■ Saved data entries
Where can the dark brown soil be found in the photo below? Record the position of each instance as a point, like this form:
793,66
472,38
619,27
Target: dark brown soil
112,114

■ EXERCISE REQUIREMENTS
The required answer is the complete data, repeated exactly.

■ FINISHED TASK
Where can the dark brown soil be found in the photo below? Record the position of each instance as a point, like this form:
793,66
472,38
619,27
Target: dark brown soil
112,114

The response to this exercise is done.